THE PROBLEM =>
Transcribe the part of the article on Nebraska's coaching search starting with "Or could Nebraska" and going on through "in the interim.", word for word.

EXCERPT =>
Who, what is the right candidate for Nebraska

At the time, it was the perfect play-call.

Nebraska felt it was treading water, endeavored to reassert itself as a national program and had just watched a favored son cap a most-improbable undefeated season that included his athletics director’s mythical national championship and Disney World parade.

Among the hires of the 2017-18 cycle, Scott Frost to Nebraska was supposed to be the most assured move of success.

And yet here is college football, for the third-straight year no less, confronting an significant coaching change a scant two weeks into the season; after Southern Miss moved on Labor Day weekend 2020, Southern Cal dispatched Clay Helton Week 2 a year ago, and Helton just unseated Frost when Helton’s first-year Georgia Southern squad toppled the host Cornhuskers late Saturday night.

Frost became Nebraska's Wile E. Coyote; so close to catching the Roadrunner in close game after close game, only to plunge time and again off the cliff. 

So he's now part of the sport's new trend. Once improbable, early-season coaching moves have become inevitable.

Credit – or blame -- the NCAA Transfer Portal; Name, Image & Likeness; conference commissioners playing ‘Raiders of the Lost Ark’ to plunder other leagues; ever-growing broadcast revenues; unyielding pressures for football programs to fund Title IX, non-revenue sports.

Now, in the all-new world of college athletics, specifically football, where seismic shifts the past 15 months have become as standard as A-gap on fourth-and-1, Nebraska has no margin for error; the Huskers absolutely must nail this decision.

Do they go the proven program-builder route of a veteran skipper such as either Iowa State’s Matt Campbell or Kentucky’s Mark Stoops?

Despite a significant rebuilding task this season, Campbell’s Cyclones just notched their first-ever win against rival Iowa and developed multiple players into NFL Draft picks in this past year’s draft.

In Lexington, Kentucky, where Stoops has just ascended atop Paul “Bear” Bryant as that program’s all-time winningest head coach, he likewise has dealt with unexpected friendly fire from Wildcats basketball coach John Calipari, who strayed way outside his own lane to adamantly proclaim Kentucky as a basketball school.

Might Stoops take his Big Blue record-wins total and gallop back into the land of one of his all-time rivals, Nebraska, after a playing career at Iowa?

Could Luke Fickell decide the time is now for a change of scenery from the Queen City and his no-longer-Cinderella Cincinnati program which has soared to unprecedented heights?

Or could Nebraska go wildly unconventional with someone such as Deion Sanders. Don’t snicker. Sanders interviewed for a Power 5 job this past cycle, from his hospital bed no less, and has ushered in unprecedented attention on Football Championship Subdivision, Historically Black College & University program Jackson State.

Moreover, Sanders has attracted both high-profile prep recruits and raked through the Transfer Portal to supplement Jackson State’s roster – all with a 64-man scholarship limit.

There also is, of course, Mickey Joseph -- the former Alcorn State wide receivers coaches who has generated a compelling career. Unproven as a head coach, Joseph has proved a remarkable recruiter and brilliantly fostered meaningful relationships in the state of Nebraska, people tell FootballScoop. Don’t discount that element for Joseph, who takes over in the interim.

Does Lance Leipold continue his thus far remarkable resurrection of Kansas football to the point that Nebraska cannot ignore the Jayhawks’ second-year man?

“You’re going to hear about a lot of names,” Nebraska athletics director Trev Alberts, also a former football star, said at a Sunday afternoon press conference, “and that’s good. That means we’re going to talk to a lot of people.

“We’re also not going to try to win the press conference. At the end of the day, we need to hire the right leader and the right fit.”

When it hired Frost, Nebraska thought it had accomplished both of those elements.

Now, the pressure never has been greater on the Cornhuskers.

Data items:

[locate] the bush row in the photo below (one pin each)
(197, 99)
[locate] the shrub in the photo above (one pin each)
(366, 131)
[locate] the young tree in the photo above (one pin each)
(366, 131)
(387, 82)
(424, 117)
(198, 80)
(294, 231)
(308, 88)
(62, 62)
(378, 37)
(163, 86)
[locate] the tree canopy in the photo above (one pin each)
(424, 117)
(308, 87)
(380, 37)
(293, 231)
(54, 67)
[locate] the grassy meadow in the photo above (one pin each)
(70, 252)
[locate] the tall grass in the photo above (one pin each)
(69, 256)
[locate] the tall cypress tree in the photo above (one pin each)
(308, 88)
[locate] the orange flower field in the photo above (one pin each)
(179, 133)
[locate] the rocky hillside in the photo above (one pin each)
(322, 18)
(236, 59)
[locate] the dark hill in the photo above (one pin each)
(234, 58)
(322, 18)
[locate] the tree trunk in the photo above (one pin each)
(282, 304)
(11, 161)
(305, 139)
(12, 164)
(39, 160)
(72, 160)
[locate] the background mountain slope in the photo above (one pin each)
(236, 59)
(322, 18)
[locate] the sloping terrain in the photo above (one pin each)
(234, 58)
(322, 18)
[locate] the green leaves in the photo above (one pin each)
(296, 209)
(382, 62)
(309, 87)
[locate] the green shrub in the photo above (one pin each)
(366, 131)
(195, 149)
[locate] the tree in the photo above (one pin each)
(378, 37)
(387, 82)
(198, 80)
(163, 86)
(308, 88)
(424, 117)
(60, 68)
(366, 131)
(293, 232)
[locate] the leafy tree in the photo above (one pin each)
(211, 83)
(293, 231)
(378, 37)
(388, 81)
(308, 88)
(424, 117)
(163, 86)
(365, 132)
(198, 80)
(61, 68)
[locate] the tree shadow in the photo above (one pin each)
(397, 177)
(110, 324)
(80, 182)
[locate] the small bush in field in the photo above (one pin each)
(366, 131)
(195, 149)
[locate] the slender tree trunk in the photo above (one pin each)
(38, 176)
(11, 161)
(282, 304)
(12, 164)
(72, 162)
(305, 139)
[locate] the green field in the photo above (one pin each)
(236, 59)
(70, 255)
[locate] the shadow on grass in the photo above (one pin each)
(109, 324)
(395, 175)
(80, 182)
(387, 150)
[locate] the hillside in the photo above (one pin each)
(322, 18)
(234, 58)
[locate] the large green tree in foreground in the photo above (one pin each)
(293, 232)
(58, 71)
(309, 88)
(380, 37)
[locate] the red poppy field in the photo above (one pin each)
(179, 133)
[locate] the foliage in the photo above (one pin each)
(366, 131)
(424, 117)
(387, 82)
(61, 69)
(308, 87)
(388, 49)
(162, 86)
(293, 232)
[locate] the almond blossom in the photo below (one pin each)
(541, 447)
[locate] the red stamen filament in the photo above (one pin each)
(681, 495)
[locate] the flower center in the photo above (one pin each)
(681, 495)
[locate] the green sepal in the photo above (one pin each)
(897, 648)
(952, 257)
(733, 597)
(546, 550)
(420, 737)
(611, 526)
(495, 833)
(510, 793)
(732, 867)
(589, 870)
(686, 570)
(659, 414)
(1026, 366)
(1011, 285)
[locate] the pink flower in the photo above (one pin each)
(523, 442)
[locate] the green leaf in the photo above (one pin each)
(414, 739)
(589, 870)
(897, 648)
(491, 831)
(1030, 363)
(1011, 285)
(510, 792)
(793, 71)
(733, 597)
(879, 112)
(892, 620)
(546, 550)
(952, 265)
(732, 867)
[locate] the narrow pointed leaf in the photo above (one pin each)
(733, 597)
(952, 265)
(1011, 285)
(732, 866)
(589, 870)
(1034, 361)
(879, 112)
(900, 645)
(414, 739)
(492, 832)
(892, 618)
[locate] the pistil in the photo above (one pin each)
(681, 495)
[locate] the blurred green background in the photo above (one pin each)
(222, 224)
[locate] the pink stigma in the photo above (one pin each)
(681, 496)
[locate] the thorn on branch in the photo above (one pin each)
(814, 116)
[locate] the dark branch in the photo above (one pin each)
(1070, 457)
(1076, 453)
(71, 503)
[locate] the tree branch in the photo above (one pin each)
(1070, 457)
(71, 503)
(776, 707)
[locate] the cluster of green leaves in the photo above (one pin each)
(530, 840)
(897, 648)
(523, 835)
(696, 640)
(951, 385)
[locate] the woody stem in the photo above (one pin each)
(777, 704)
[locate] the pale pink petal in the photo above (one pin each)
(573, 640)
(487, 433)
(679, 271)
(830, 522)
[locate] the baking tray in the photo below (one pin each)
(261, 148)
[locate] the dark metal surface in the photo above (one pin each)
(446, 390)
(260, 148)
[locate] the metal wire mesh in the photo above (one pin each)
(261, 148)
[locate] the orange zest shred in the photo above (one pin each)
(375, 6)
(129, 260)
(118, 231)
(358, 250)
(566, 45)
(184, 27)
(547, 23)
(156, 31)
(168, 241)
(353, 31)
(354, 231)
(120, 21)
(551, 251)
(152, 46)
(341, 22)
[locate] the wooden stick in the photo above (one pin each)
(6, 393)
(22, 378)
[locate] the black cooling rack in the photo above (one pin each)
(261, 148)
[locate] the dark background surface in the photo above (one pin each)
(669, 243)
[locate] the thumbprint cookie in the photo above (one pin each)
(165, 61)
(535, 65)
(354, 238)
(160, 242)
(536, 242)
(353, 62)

EXERCISE ANSWER =>
Or could Nebraska go wildly unconventional with someone such as Deion Sanders. Don’t snicker. Sanders interviewed for a Power 5 job this past cycle, from his hospital bed no less, and has ushered in unprecedented attention on Football Championship Subdivision, Historically Black College & University program Jackson State.

Moreover, Sanders has attracted both high-profile prep recruits and raked through the Transfer Portal to supplement Jackson State’s roster – all with a 64-man scholarship limit.

There also is, of course, Mickey Joseph -- the former Alcorn State wide receivers coaches who has generated a compelling career. Unproven as a head coach, Joseph has proved a remarkable recruiter and brilliantly fostered meaningful relationships in the state of Nebraska, people tell FootballScoop. Don’t discount that element for Joseph, who takes over in the interim.